[Set task]:
Can you rewrite the rows below with "mark one point" changed to "place a single dot" everywhere, keeping everything else the same and leaving the pictures out?

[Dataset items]
* * * *

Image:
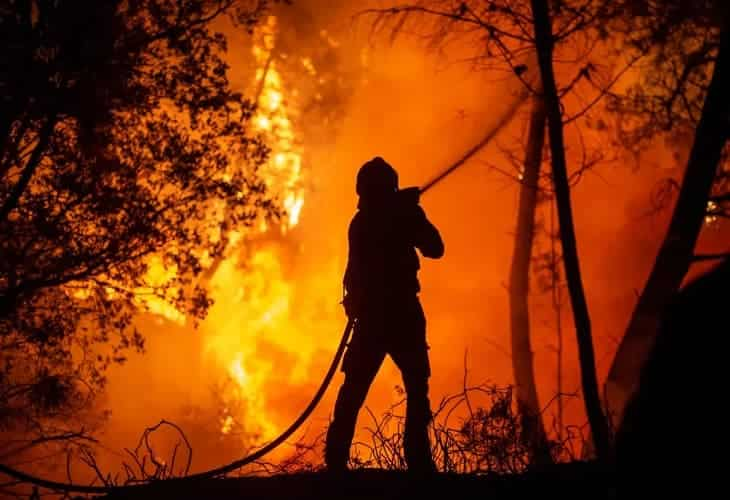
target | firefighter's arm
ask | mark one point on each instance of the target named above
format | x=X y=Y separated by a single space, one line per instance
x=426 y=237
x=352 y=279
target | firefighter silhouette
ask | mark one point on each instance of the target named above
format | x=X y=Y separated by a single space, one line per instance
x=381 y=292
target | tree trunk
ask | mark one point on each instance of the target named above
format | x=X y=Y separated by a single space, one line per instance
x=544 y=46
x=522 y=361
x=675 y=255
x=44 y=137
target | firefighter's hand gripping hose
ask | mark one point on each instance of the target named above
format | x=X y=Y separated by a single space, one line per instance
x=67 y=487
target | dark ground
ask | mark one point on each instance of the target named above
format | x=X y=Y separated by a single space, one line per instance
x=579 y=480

* * * *

[The answer]:
Image:
target | firefighter's arm
ask | place a single dot on each instance of the target named above
format | x=X y=Y separated by a single space, one line per instance
x=426 y=237
x=352 y=279
target | firefighter silhouette
ask | place a single dot on each instance of the target named above
format | x=X y=Y separated by a single space, one line per instance
x=381 y=292
target | tree trunk
ask | place a single dot on each instance of the target named above
format | x=X y=Y separated by a single space, one line per instance
x=544 y=46
x=522 y=361
x=675 y=255
x=44 y=137
target | firefighter's hand gripping hose
ask | place a single dot on each instance of the target named above
format | x=X y=Y separated by a single space, one line per instance
x=67 y=487
target | dark ground
ask | place a single dot on each instance of the target named above
format | x=X y=Y separated by a single space, one line per instance
x=579 y=480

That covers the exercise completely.